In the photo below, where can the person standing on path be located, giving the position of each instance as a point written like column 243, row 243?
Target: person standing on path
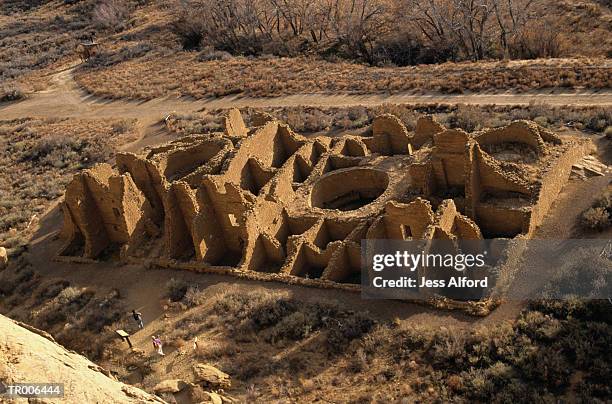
column 157, row 344
column 138, row 317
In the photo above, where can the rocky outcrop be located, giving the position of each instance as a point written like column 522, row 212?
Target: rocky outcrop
column 210, row 377
column 27, row 357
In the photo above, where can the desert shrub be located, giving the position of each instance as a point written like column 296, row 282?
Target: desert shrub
column 466, row 117
column 211, row 54
column 51, row 290
column 11, row 93
column 586, row 273
column 194, row 296
column 538, row 39
column 111, row 14
column 176, row 289
column 276, row 317
column 122, row 126
column 599, row 215
column 599, row 120
column 109, row 58
column 595, row 218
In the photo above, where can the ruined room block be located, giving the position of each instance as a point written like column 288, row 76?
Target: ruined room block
column 234, row 125
column 426, row 128
column 390, row 135
column 106, row 208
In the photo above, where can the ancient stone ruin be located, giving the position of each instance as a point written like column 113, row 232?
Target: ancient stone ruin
column 267, row 203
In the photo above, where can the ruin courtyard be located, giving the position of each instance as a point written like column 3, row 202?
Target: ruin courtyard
column 264, row 202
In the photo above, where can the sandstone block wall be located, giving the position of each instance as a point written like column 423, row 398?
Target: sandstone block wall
column 269, row 203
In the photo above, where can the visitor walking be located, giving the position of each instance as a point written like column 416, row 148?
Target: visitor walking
column 138, row 317
column 157, row 345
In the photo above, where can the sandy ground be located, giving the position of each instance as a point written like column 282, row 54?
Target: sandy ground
column 65, row 99
column 144, row 288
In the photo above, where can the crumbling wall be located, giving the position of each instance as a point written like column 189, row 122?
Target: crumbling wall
column 269, row 201
column 106, row 208
column 390, row 136
column 426, row 128
column 233, row 124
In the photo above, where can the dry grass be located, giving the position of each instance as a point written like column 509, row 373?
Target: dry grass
column 332, row 120
column 39, row 158
column 275, row 346
column 183, row 75
column 79, row 318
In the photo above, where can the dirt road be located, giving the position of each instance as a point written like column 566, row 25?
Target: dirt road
column 65, row 99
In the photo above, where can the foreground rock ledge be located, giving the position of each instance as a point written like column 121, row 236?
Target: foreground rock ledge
column 28, row 357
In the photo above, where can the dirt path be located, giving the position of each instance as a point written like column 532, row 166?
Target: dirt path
column 65, row 99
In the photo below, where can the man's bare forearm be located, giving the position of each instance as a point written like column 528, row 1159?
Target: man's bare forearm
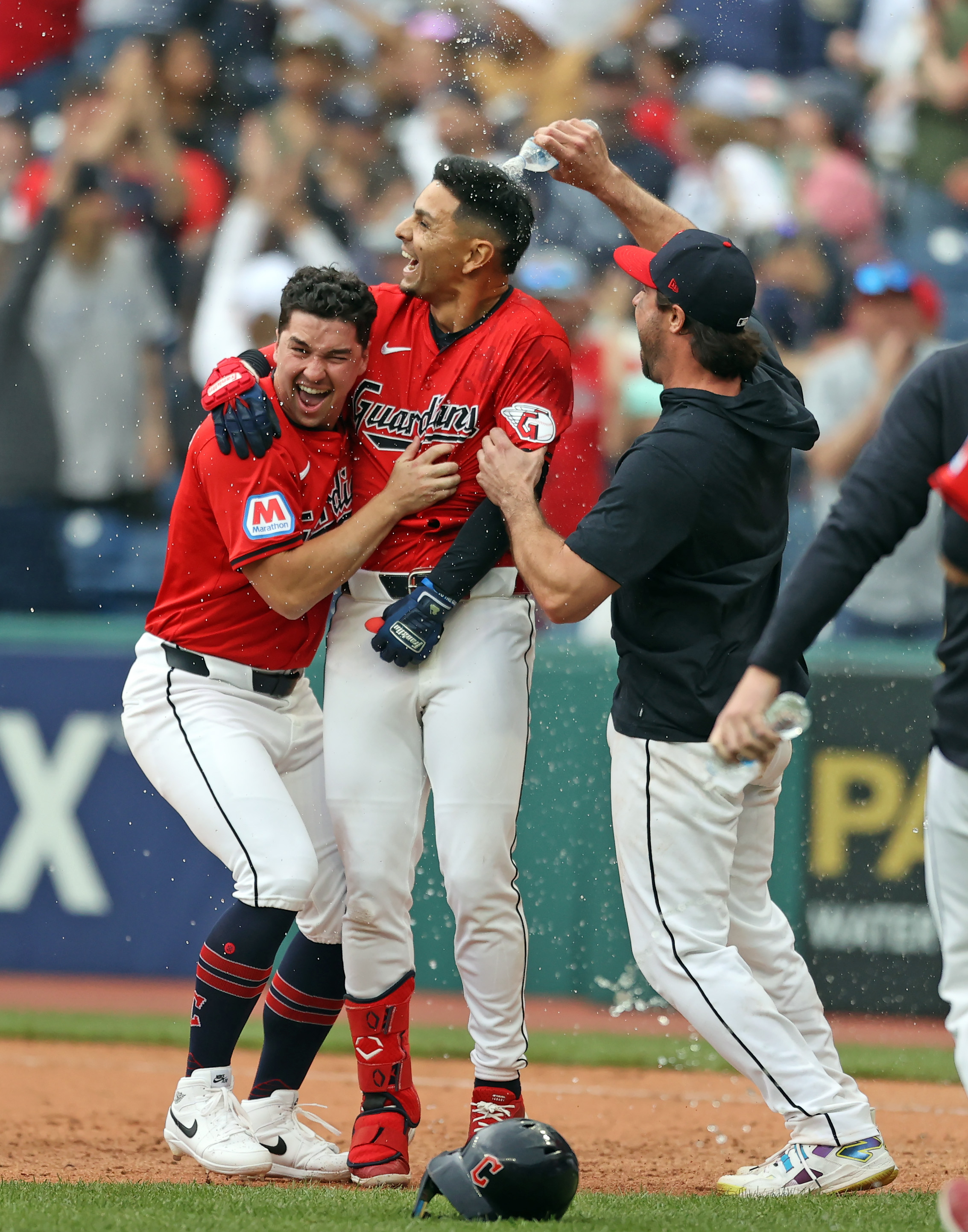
column 649, row 220
column 537, row 552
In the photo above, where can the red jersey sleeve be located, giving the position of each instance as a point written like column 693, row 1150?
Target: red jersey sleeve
column 534, row 403
column 257, row 502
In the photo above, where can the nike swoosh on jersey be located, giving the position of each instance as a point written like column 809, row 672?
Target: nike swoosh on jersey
column 185, row 1130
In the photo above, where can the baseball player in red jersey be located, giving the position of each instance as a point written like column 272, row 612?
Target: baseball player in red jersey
column 455, row 352
column 223, row 722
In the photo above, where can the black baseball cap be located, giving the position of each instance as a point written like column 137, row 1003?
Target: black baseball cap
column 705, row 274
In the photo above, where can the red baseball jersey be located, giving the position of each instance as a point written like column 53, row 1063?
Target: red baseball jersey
column 514, row 371
column 232, row 512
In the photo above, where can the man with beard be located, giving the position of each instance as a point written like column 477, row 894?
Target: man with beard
column 689, row 541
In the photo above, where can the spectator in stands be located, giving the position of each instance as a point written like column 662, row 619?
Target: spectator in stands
column 833, row 189
column 727, row 184
column 891, row 328
column 268, row 215
column 97, row 322
column 31, row 569
column 36, row 45
column 611, row 90
column 310, row 77
column 196, row 108
column 449, row 121
column 665, row 56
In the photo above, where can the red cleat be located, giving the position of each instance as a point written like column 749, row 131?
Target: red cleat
column 491, row 1106
column 952, row 1205
column 380, row 1152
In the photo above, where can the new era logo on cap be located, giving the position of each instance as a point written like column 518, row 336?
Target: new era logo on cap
column 706, row 274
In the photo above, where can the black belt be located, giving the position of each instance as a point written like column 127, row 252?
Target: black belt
column 275, row 684
column 401, row 584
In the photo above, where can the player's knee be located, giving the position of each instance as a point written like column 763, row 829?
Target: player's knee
column 291, row 883
column 366, row 906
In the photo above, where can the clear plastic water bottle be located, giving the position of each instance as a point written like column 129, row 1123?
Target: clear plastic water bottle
column 532, row 158
column 789, row 716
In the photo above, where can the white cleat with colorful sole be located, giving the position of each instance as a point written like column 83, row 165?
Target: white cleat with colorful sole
column 803, row 1168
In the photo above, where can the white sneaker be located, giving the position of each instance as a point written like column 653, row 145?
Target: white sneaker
column 206, row 1123
column 297, row 1151
column 816, row 1170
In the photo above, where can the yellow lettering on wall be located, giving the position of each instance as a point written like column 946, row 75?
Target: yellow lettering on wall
column 836, row 815
column 907, row 844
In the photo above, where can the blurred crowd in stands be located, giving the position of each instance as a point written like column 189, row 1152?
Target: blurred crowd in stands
column 167, row 164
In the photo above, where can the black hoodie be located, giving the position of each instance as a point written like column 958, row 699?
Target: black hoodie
column 694, row 529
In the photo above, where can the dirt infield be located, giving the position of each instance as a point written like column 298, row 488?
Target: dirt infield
column 148, row 994
column 94, row 1112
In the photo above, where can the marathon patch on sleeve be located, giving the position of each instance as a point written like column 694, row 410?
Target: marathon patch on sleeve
column 268, row 515
column 531, row 423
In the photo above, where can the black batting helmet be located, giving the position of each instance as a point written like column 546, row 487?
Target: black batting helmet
column 519, row 1170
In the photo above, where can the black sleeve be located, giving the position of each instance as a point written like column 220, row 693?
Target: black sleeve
column 882, row 498
column 481, row 543
column 649, row 508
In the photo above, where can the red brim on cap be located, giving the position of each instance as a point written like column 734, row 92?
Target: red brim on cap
column 636, row 260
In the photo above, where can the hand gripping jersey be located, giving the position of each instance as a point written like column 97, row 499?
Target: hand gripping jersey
column 512, row 371
column 232, row 512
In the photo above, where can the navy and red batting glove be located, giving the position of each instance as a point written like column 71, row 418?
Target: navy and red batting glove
column 242, row 414
column 248, row 423
column 413, row 626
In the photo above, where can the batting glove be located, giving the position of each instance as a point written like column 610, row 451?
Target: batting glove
column 413, row 626
column 247, row 423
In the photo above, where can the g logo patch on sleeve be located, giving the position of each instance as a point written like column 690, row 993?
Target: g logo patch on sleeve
column 268, row 515
column 532, row 424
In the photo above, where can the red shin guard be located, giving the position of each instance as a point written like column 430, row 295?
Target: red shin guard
column 391, row 1108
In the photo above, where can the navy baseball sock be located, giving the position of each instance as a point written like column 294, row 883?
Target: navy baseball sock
column 513, row 1085
column 303, row 1002
column 233, row 969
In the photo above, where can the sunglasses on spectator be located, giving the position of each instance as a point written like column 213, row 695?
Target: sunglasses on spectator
column 875, row 280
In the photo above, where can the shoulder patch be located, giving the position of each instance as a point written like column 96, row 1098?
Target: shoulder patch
column 266, row 515
column 531, row 423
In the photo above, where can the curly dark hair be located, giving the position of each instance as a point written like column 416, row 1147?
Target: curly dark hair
column 725, row 355
column 333, row 295
column 489, row 195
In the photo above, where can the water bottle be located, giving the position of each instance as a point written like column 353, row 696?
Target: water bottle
column 789, row 716
column 532, row 158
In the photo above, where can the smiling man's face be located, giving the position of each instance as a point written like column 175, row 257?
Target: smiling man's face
column 434, row 244
column 318, row 361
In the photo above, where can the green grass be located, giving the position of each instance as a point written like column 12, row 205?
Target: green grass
column 578, row 1049
column 239, row 1208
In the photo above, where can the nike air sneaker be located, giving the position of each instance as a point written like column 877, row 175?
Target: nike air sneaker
column 803, row 1168
column 489, row 1106
column 207, row 1123
column 297, row 1151
column 952, row 1205
column 380, row 1152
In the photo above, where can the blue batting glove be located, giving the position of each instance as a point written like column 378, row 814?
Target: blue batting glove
column 247, row 423
column 413, row 626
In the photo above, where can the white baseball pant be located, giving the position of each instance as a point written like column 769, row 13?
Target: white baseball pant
column 695, row 863
column 457, row 724
column 246, row 771
column 946, row 864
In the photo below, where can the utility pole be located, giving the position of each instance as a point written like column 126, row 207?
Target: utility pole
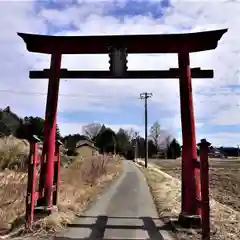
column 145, row 96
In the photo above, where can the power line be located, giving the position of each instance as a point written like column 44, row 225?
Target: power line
column 77, row 95
column 145, row 96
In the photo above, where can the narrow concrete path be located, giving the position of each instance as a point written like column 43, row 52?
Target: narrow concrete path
column 125, row 211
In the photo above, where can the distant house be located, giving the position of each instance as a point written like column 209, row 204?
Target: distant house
column 9, row 122
column 86, row 148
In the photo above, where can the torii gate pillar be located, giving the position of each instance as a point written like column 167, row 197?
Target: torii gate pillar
column 48, row 154
column 190, row 175
column 181, row 44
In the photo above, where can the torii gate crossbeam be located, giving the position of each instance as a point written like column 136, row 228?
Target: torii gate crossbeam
column 181, row 44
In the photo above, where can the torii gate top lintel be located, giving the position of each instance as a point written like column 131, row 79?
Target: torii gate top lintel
column 99, row 44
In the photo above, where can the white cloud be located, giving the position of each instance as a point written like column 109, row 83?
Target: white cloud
column 215, row 108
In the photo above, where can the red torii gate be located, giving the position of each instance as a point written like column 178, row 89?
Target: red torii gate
column 182, row 44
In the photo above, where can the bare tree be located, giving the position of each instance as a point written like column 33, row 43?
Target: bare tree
column 155, row 132
column 131, row 133
column 91, row 130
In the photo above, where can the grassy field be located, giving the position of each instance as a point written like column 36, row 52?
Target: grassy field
column 224, row 176
column 163, row 177
column 81, row 181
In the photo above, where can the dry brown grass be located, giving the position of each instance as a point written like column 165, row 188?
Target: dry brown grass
column 80, row 183
column 225, row 221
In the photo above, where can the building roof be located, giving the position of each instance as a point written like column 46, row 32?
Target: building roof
column 150, row 43
column 87, row 144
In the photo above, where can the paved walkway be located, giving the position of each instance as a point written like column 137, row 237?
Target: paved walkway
column 126, row 211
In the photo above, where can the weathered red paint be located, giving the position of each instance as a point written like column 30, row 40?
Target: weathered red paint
column 190, row 174
column 204, row 170
column 32, row 195
column 50, row 127
column 57, row 166
column 158, row 43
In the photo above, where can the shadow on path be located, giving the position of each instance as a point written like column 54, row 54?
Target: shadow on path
column 98, row 227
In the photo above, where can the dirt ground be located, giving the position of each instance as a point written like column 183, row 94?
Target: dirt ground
column 224, row 179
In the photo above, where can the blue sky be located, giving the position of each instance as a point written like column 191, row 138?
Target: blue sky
column 115, row 102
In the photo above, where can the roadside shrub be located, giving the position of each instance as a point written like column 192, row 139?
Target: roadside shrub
column 13, row 153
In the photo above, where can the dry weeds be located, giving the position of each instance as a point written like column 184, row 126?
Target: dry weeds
column 80, row 182
column 225, row 221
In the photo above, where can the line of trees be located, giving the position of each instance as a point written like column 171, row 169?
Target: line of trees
column 124, row 141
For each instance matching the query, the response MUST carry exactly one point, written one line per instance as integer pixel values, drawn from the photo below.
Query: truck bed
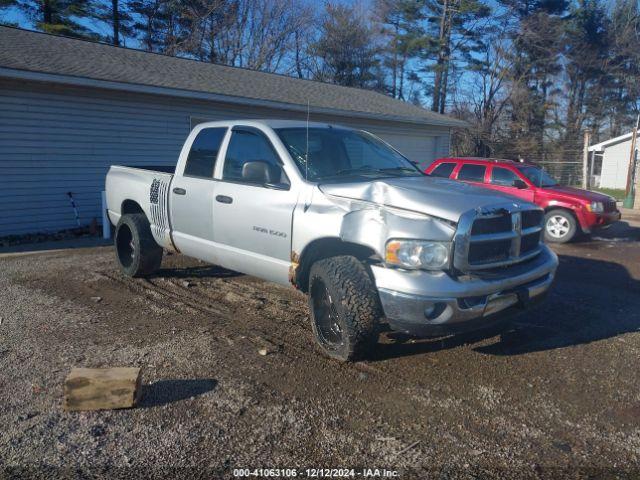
(152, 168)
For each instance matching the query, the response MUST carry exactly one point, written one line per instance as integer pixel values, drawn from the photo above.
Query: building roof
(612, 141)
(67, 58)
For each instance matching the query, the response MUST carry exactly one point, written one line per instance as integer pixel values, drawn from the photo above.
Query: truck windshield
(340, 154)
(538, 177)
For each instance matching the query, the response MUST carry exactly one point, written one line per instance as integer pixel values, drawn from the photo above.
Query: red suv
(566, 209)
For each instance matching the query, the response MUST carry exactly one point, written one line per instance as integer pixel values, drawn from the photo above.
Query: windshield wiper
(402, 169)
(363, 169)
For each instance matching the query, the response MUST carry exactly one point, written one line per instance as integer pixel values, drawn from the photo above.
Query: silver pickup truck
(342, 216)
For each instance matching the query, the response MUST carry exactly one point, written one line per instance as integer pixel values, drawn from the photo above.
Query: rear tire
(345, 308)
(137, 252)
(560, 226)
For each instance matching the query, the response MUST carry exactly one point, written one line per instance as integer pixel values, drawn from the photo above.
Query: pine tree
(61, 17)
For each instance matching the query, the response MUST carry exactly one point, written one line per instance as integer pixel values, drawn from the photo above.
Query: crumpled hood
(579, 194)
(437, 197)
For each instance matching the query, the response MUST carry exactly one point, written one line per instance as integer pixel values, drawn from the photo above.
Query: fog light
(434, 310)
(429, 310)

_ _ _

▸ WHAT THE TASK REQUIRES
Echo the lines above verbatim, starting with the line that contains "In the photo above, where can the player's" and continuing through the line that contains "column 907, row 844", both included.

▸ FINAL RESULT
In the photo above, where can the player's knee be located, giving the position of each instance as a point written like column 763, row 829?
Target: player's knee
column 291, row 883
column 366, row 906
In the photo above, where can the clear plastic water bottle be located, giving the position of each instance as a point written like column 129, row 1123?
Target: clear plastic water bottle
column 532, row 158
column 789, row 716
In the photo above, where can the white cleat with colorful sole be located, giving the position of each instance as a point written like column 83, row 165?
Target: white cleat with colorful sole
column 803, row 1168
In the photo above, where can the white sneaker be located, giving the position of each instance as a point written like column 653, row 145?
Target: white sneaker
column 206, row 1123
column 297, row 1151
column 816, row 1170
In the photo above, where can the yellow lettering on wall be located, giving the position of each instance as a point written like column 946, row 75?
Target: yellow lettering on wall
column 836, row 815
column 907, row 844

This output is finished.